TEXTO PROPORCIONADO>
****

Si la aparición de los apellidos en la Edad
Media ya había comenzado a vincular la identidad con el universo del trabajo,
los títulos universitarios acentuarán esta tendencia en la que el ideal
ilustrado de la educación aparece como una nueva herramienta para la lucha por
el status social entendida en términos de prestigio, ventajas económicas y
poder.
La modernidad traslada el esquema aristocrático terrateniente al ideal burgués del imperio del talento. Identificada con el mundo del trabajo, la figura del profesional heredará derechos análogos a los que detenta el caballero para la posesión del feudo. Como el caballero, el universitario sella la identidad entre virtud y nobleza y suele sentirse un personaje eminente; es prestigioso en virtud de su escasez, reemplaza el título nobiliario con su título profesional –Dr., Licenciado, Ingeniero, Arquitecto- y lo antepone a su nombre y a su apellido, desprecia el trabajo manual y reclama para la tarea intelectual una dignidad que juzga superior.
En la
modernidad el desarrollo del talento forma parte del proceso de construcción
del yo. Mediante el régimen profesional de licenciaturas el individuo moderno
encuentra uno de los ejes identitarios fundamentales del conocimiento de sí en
el “descubrimiento” de una vocación que será identificada exclusivamente con su
desempeño en la esfera del trabajo. La pertenencia a una categoría
socioprofesional le brinda una red de interdependencia que tenderá a desplazar
a otras formas de sociabilidad como la familia ampliada, el barrio y la
comunidad. Se produce de este modo una cosificación en la que el status profesional se antepondrá –y a
menudo será indiferente- a su sentido ético. El individuo laico ya no ganará el
cielo con las buenas acciones sino con el trabajo. Este desplazamiento revela
por un lado la caída en descrédito de la esfera ética, y por el otro la
tendencia a identificar todos los resquicios de la vida del individuo con el ámbito laboral. La inflación del
trabajo ocluirá buena parte de las referencias
no “productivas” que puedan articular la vida humana.
El
ideal del mérito no considera que aún con la abolición de la propiedad privada
de los medios de producción seguirán existiendo trabajos desagradables pero
socialmente necesarios y que no son fruto de ningún "mérito" en
particular. Incluso en tiempos en que el desarrollo de la tecnología de punta
exige altos niveles de capacitación,
cabría preguntarse si buena parte de los trabajos socialmente necesarios no
suponen más la efectivización de un servicio que la capacidad individual
cifrada en términos de mérito o de talento.

****

MATERIAL PROPORCIONADO>
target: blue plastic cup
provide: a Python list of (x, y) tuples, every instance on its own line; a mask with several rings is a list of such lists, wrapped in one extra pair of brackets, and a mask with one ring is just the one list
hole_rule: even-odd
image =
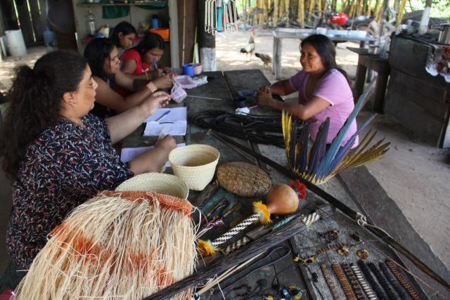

****

TAREA A REALIZAR>
Responde a estas preguntas con datos del texto sobre los títulos universitarios:
(a) ¿Qué títulos antepone el universitario a su nombre y apellido en lugar del título nobiliario?
(b) ¿Qué formas de sociabilidad tiende a desplazar la pertenencia a una categoría socioprofesional?
(c) ¿Con qué ganará el cielo el individuo laico?

RESPUESTA AL EJERCICIO>
(a) Dr., Licenciado, Ingeniero y Arquitecto.
(b) La familia ampliada, el barrio y la comunidad.
(c) Con el trabajo, ya no con las buenas acciones.